• **PROVIDED DATA**:
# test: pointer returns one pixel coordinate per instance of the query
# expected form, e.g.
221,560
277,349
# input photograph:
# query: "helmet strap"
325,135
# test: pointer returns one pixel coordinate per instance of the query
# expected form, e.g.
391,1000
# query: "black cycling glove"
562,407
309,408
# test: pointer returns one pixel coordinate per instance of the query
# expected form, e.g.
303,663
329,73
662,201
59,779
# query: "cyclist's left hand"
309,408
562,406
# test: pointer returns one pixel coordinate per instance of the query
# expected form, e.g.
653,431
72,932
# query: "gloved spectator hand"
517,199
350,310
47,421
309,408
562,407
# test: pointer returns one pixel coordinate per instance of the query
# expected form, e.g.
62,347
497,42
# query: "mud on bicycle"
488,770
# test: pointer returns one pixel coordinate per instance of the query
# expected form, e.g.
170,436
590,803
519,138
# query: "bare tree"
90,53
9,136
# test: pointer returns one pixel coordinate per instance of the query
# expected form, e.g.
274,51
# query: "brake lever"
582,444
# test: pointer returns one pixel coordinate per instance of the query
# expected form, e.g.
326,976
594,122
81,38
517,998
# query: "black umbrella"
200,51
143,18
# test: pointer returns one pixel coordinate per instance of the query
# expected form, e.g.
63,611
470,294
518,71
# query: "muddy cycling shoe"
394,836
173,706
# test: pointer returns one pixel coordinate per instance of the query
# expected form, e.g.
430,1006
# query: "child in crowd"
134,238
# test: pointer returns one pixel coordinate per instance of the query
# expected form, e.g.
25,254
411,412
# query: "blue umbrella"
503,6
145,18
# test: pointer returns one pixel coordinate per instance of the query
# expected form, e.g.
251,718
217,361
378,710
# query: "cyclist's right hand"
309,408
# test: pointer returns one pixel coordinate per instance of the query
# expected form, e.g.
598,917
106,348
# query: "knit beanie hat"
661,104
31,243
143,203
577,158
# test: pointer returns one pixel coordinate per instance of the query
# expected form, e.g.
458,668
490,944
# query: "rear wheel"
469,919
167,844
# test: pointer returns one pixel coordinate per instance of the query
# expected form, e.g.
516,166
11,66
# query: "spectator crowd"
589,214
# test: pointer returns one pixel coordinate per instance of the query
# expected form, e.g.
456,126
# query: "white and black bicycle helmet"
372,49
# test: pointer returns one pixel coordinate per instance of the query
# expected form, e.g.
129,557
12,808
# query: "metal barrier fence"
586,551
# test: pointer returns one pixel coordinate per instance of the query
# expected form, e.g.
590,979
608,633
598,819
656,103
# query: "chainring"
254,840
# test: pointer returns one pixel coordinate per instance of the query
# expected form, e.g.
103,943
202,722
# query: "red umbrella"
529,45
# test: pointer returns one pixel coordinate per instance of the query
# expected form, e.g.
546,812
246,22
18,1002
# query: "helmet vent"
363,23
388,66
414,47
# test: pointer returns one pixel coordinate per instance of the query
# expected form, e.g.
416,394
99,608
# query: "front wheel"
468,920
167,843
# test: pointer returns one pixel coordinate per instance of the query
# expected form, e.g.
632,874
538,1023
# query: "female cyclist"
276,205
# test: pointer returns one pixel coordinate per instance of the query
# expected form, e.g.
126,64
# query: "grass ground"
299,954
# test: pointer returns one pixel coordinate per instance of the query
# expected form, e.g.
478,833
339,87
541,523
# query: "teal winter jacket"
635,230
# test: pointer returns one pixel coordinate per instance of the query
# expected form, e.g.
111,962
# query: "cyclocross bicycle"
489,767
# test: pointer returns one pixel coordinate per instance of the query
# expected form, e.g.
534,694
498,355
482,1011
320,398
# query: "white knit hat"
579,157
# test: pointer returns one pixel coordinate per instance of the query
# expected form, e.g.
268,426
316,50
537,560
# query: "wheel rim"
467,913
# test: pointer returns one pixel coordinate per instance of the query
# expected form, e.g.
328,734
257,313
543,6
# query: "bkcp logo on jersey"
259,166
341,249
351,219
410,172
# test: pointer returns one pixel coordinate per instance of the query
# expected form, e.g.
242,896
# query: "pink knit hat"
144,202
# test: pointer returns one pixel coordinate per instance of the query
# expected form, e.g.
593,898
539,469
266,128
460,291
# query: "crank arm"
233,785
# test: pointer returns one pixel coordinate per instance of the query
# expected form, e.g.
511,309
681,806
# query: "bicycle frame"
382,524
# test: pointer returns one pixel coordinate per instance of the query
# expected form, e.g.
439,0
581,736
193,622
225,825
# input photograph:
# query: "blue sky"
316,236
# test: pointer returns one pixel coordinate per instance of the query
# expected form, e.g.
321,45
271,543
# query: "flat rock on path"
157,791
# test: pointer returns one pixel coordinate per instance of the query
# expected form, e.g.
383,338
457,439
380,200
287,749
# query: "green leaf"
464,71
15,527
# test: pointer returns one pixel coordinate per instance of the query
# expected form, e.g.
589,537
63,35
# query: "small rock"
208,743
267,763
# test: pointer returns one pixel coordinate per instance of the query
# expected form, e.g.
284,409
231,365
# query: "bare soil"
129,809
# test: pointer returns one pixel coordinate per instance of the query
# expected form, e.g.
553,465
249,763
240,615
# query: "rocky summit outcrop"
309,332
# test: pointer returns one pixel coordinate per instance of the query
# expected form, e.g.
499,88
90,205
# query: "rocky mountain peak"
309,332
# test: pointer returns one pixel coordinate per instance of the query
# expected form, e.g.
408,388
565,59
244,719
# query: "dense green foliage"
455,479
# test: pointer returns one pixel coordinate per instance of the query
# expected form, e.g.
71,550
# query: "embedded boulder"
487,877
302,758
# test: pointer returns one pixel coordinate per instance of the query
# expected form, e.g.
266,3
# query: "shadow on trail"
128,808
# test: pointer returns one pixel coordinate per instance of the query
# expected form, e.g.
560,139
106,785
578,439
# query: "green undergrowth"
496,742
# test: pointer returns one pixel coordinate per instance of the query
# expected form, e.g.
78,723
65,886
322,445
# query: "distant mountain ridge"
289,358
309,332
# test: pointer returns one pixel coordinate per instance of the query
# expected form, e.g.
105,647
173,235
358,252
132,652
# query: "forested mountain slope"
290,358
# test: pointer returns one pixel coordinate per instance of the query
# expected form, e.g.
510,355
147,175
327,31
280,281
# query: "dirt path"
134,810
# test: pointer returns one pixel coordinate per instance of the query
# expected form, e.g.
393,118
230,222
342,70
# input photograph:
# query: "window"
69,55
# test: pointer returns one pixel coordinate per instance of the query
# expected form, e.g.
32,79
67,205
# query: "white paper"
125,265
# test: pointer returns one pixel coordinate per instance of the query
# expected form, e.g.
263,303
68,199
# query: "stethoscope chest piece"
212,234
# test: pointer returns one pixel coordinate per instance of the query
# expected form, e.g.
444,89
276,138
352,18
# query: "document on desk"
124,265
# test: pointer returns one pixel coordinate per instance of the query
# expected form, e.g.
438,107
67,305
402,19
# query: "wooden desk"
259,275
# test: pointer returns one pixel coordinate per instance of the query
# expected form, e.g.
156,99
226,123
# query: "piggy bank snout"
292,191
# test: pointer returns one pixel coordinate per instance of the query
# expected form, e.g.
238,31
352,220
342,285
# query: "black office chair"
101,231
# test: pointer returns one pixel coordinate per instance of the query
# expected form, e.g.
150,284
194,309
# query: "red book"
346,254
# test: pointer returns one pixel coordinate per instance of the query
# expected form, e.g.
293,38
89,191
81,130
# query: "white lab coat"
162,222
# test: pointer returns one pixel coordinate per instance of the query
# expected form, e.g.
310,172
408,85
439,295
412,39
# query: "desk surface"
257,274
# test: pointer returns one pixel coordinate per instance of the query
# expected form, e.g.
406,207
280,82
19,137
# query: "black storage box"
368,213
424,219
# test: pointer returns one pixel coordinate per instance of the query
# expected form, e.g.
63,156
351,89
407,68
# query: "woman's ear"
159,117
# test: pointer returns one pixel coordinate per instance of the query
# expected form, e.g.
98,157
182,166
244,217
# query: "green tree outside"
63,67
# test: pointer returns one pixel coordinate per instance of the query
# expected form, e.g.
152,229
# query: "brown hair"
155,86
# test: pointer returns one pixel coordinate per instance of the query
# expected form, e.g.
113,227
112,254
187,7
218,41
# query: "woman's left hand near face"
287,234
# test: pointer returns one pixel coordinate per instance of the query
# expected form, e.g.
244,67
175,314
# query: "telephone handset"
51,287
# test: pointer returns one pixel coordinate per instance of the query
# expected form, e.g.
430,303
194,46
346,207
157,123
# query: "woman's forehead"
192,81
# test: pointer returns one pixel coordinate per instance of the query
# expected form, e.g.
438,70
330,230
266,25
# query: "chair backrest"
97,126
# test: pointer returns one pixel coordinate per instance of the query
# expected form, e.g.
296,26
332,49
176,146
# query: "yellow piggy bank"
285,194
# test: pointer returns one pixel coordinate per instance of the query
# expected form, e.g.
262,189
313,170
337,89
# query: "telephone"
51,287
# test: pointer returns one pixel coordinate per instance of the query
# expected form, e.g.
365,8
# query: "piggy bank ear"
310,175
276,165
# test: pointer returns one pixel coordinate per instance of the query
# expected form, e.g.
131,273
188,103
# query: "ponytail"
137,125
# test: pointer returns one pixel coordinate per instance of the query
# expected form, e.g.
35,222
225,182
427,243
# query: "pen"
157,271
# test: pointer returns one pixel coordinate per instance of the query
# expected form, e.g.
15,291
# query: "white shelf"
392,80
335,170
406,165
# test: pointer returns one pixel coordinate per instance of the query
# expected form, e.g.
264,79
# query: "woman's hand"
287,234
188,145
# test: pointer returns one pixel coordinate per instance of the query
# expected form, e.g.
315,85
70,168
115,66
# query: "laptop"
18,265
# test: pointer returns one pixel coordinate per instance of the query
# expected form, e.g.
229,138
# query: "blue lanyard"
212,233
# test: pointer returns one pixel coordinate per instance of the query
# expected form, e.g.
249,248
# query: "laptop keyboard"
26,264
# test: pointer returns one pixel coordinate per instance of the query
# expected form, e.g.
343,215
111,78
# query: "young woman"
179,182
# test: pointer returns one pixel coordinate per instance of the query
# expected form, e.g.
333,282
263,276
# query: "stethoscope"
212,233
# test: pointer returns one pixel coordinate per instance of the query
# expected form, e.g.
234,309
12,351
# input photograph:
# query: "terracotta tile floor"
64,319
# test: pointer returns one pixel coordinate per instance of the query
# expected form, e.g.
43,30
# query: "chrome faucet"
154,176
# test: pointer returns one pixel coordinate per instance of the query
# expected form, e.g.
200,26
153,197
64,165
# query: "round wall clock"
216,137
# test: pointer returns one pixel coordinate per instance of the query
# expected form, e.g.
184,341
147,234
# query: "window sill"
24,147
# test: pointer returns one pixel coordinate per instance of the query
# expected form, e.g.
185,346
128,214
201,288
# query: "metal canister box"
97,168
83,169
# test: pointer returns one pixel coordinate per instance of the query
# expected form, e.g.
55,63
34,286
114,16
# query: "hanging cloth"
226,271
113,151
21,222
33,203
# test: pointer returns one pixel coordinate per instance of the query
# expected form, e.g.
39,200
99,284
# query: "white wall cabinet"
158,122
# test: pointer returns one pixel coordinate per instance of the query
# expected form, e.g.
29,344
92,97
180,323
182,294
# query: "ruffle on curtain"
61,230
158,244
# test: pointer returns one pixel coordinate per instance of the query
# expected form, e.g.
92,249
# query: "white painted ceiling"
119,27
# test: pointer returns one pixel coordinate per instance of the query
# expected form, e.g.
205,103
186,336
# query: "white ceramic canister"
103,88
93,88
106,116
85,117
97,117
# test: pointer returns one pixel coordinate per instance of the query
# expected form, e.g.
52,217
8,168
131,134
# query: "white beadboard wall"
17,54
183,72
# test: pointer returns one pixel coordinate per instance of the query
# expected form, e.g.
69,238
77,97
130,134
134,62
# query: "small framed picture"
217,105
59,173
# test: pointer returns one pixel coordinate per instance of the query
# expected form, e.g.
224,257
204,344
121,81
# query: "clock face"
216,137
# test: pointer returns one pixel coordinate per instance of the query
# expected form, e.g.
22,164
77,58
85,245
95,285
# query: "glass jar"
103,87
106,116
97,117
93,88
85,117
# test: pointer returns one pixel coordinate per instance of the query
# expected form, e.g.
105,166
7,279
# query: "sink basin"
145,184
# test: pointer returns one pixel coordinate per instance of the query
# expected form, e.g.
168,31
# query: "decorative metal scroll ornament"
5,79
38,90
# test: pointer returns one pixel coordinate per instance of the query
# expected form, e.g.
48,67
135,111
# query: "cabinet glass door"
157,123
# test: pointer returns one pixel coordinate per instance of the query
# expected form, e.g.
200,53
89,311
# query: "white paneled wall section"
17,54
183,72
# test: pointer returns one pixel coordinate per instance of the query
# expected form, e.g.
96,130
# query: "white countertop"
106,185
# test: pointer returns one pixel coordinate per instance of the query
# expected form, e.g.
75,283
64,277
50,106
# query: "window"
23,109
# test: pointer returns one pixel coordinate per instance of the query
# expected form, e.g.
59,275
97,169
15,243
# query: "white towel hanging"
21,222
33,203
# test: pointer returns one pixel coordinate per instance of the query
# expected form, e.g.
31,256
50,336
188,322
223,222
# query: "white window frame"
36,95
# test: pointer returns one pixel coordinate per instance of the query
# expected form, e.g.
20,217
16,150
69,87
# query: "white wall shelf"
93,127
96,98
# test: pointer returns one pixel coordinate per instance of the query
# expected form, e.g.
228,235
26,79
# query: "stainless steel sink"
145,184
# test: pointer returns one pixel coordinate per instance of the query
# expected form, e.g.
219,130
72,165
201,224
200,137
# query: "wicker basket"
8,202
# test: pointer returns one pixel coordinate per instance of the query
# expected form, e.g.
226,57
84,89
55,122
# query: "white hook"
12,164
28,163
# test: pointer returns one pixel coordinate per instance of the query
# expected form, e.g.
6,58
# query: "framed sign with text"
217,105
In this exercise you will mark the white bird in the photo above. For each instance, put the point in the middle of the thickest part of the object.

• **WHAT YOU WILL DO**: From the material above, copy every line that contains the string "path". Case counts.

• **RESPONSE**:
# query: "flat rock on path"
# query: "dirt path"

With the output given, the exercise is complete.